#### Document passage ####

Power Query Challenge 6

Maybe you missed the point of the thread? It's not a request for help, but a PowerQuery challenge. The idea is to solve the problem using PowerQuery and it's just for fun
I apologize for my English. But my posted VBA code only cooks source dataset for testing Power Query solutions. And it creates a bit more rows than Ken's row dataset.
If anybody not will able to use the dataset which I tested before publish my result then will him trust my conclusion and time results?
Sorry, if I created a problem for you have any problems by publishing my VBA code.
Regards,
 
Hi All, hi Ken!
Nice challenge!

#### Record extracts ####

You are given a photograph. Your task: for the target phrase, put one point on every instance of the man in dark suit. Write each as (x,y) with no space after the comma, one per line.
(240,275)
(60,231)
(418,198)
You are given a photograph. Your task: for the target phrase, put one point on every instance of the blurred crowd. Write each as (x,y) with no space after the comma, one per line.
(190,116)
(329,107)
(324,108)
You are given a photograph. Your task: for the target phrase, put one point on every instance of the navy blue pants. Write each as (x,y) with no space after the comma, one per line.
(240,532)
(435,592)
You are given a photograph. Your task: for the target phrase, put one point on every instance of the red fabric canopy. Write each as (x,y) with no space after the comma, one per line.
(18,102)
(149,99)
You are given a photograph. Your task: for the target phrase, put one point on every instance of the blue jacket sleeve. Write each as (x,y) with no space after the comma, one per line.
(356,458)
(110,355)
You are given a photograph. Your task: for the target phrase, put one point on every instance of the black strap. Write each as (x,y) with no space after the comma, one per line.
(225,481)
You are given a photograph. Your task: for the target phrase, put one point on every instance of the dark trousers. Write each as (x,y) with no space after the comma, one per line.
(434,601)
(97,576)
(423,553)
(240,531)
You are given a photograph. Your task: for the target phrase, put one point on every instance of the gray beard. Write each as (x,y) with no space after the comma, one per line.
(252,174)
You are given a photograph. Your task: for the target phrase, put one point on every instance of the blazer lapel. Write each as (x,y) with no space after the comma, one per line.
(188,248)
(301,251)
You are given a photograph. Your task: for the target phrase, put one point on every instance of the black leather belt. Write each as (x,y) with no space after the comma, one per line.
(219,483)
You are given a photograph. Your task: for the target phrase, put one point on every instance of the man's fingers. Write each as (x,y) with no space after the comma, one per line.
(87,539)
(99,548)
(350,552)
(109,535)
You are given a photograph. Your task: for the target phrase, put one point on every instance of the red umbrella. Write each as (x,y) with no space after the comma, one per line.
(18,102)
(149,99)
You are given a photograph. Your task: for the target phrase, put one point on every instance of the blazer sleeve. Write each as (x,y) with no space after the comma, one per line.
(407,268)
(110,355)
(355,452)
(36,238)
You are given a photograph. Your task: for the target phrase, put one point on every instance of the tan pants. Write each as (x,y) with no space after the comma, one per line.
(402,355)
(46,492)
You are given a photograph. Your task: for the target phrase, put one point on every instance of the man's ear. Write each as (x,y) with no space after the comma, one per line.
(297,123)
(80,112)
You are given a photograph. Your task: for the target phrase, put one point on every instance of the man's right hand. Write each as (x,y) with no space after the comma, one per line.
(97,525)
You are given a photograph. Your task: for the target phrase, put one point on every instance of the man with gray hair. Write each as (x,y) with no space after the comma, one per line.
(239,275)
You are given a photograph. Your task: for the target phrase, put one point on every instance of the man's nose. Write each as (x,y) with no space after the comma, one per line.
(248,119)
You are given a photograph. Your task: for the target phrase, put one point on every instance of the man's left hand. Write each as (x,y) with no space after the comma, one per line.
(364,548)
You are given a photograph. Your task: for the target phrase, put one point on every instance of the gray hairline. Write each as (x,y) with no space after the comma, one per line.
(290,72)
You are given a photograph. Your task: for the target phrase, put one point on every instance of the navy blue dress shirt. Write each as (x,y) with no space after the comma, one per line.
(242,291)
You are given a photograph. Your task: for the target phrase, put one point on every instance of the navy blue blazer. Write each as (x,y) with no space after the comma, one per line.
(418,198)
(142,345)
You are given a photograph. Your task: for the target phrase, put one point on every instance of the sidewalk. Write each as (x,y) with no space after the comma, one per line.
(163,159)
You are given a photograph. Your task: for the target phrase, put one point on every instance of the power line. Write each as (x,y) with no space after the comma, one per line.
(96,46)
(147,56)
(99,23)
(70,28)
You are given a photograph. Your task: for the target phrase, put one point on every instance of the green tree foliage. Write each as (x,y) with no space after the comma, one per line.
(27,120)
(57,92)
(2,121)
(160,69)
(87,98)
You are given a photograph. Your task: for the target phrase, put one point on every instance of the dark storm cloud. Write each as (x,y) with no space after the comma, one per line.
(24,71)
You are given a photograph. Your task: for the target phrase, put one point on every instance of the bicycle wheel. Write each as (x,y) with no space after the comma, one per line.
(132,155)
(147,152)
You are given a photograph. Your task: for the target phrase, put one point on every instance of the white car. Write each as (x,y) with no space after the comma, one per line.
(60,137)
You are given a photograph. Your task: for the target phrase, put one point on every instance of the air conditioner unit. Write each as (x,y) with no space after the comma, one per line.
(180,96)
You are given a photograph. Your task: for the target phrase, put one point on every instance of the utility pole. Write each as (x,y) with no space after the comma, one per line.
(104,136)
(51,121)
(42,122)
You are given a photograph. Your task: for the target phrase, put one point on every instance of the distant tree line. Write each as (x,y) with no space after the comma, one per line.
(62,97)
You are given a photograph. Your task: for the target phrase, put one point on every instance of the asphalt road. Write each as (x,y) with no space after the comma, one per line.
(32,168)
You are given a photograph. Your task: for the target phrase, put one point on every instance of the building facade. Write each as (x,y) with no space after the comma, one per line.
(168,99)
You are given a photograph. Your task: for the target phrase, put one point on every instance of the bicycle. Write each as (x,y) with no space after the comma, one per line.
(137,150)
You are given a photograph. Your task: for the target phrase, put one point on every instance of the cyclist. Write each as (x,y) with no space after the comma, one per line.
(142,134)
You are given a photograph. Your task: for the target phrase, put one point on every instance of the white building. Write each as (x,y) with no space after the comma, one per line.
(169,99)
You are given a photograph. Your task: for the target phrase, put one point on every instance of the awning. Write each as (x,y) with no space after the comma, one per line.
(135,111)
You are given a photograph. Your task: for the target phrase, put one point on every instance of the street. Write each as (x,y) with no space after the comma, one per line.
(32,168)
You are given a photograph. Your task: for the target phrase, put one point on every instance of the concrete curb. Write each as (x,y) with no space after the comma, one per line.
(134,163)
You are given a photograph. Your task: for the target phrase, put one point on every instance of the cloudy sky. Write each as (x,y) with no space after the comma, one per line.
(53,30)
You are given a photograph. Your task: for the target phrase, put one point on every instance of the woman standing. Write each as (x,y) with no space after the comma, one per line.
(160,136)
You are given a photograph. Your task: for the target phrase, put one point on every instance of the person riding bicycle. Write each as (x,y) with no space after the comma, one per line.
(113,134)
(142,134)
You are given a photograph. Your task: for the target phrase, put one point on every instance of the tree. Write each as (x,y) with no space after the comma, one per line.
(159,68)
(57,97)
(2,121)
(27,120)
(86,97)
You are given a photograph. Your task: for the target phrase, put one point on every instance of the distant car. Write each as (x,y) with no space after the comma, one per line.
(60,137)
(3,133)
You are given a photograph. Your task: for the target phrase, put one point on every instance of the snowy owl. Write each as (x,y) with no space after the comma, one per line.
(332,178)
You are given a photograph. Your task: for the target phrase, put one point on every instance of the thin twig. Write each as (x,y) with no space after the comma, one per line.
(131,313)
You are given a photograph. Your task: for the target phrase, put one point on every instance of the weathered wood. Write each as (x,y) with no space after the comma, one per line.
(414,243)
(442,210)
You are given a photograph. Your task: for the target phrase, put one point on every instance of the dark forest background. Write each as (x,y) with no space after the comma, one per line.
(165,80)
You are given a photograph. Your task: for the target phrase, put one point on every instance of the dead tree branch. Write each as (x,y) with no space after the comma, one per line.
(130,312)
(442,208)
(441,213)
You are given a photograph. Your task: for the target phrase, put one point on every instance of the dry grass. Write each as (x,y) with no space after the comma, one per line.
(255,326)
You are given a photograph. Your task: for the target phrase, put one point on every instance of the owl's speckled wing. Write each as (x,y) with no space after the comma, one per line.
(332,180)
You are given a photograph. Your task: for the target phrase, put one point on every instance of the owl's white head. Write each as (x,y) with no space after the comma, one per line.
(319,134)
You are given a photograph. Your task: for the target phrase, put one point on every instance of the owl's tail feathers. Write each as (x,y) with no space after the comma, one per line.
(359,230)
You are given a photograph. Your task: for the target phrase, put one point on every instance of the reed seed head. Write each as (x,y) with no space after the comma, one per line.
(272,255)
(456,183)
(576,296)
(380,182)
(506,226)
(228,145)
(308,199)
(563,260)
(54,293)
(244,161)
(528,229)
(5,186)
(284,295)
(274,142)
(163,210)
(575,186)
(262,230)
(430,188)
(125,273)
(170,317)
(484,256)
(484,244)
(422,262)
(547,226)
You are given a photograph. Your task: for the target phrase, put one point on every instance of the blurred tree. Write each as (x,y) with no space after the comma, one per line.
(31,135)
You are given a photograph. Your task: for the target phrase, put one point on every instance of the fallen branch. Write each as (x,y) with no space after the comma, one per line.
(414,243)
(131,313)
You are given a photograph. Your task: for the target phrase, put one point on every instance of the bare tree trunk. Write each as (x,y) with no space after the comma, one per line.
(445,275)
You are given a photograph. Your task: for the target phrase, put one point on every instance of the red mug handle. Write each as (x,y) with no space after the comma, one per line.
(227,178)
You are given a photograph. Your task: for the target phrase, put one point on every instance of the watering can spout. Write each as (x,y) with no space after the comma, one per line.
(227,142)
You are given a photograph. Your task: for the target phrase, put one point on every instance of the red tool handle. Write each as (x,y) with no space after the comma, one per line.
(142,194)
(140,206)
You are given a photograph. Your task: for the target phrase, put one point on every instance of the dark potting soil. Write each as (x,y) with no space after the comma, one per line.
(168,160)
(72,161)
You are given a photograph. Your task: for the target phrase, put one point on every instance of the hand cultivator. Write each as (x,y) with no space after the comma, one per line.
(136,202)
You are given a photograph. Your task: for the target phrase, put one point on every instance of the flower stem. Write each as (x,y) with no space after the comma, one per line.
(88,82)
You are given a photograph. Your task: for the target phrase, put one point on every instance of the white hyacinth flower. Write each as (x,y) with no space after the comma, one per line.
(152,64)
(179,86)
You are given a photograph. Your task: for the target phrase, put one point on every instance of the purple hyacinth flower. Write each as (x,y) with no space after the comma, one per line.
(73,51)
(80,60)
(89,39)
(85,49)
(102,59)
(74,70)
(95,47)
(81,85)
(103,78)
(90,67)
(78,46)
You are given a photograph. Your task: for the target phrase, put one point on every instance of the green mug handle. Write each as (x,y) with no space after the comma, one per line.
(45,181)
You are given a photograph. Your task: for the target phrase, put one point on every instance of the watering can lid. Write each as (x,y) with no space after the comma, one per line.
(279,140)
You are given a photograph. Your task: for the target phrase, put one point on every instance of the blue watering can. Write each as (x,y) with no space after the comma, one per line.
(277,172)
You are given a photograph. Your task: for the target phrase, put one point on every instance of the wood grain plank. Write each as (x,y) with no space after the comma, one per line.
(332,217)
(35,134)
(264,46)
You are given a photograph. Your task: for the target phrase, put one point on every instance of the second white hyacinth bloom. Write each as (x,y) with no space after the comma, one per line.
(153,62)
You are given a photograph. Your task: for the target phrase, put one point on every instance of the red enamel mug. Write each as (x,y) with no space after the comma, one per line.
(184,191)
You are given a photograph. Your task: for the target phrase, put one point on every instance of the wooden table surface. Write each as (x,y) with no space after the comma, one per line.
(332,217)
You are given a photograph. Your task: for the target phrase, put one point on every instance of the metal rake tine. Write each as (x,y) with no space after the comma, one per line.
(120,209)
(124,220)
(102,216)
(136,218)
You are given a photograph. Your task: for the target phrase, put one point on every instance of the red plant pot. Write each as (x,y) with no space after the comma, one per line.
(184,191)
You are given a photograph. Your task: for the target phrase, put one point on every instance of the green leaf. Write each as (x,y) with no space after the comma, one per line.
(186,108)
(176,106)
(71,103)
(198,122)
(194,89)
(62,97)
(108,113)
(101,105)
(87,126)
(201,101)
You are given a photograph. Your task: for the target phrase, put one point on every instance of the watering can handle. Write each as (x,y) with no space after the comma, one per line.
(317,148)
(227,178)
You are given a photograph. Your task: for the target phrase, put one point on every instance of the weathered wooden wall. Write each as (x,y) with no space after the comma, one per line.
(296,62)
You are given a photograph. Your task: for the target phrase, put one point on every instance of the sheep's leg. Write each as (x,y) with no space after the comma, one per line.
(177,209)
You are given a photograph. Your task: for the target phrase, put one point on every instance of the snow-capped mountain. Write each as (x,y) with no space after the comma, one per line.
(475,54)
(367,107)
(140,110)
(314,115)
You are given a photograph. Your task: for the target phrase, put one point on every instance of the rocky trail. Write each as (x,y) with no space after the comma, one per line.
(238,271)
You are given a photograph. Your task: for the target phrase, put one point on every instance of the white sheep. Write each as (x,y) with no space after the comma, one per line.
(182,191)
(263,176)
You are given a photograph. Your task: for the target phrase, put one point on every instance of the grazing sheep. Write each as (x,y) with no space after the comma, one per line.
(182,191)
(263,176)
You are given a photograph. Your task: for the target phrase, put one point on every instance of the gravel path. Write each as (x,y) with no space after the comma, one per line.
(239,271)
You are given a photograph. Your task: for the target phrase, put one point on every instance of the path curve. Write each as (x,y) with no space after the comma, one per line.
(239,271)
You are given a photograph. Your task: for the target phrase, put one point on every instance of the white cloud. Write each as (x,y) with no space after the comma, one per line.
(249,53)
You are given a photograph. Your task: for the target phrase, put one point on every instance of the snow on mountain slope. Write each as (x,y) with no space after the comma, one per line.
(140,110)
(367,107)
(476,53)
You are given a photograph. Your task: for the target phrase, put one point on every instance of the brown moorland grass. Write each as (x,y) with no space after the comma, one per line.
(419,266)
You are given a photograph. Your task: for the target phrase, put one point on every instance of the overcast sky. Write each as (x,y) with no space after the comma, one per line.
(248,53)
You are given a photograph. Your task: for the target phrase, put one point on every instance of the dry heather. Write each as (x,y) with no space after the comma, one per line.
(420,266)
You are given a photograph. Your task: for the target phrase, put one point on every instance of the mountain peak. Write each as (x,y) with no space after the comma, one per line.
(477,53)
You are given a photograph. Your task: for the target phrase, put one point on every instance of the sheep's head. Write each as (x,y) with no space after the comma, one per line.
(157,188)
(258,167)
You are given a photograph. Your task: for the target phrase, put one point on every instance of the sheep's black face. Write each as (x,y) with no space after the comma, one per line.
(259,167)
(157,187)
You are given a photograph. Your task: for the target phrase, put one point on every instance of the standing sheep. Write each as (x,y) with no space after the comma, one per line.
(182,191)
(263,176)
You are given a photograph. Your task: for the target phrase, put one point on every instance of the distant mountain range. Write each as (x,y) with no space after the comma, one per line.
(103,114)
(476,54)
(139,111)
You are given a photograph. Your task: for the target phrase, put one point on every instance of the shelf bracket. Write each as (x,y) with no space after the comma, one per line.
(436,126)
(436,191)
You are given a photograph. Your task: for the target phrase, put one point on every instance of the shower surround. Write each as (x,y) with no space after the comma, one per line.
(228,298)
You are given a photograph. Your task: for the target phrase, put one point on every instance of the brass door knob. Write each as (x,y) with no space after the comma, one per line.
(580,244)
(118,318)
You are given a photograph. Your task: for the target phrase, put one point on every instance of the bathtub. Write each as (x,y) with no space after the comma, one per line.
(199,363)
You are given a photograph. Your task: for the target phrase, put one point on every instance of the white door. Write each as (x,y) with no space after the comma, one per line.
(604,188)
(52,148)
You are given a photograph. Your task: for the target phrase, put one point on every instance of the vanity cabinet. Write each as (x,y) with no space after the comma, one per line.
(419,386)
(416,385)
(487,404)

####

* [Objective]
Write the next part of the Power Query Challenge 6 forum thread, picking up after its last line.

* [Answer to the task]
Here is my attempt #1:
Code:
// challenge6_codelet
    Source = Excel.CurrentWorkbook(){[Name="Data"]}[Content],
    #"Changed Type" = Table.TransformColumnTypes(Source,{{"InvoiceID", Int64.Type}, {"ItemID", type text}, {"Quantity", type text}, {"Price", type text}}),
    #"Added Custom" = Table.AddColumn(#"Changed Type", "tolist", each Table.FromColumns(List.Transform({[ItemID]}&{[Quantity]}&{[Price]},each Text.Split(_, "#(lf)")), {"ItemID","Quantity","Price"})),
    #"Removed Columns" = Table.RemoveColumns(#"Added Custom",{"ItemID", "Quantity", "Price"}),
    #"Expanded {0}" = Table.ExpandTableColumn(#"Removed Columns", "tolist", {"ItemID", "Quantity", "Price"}, {"ItemID", "Quantity", "Price"}),
    #"Changed Type1" = Table.TransformColumnTypes(#"Expanded {0}",{{"ItemID", type number}, {"Quantity", type number}, {"Price", type number}})
in
    #"Changed Type1"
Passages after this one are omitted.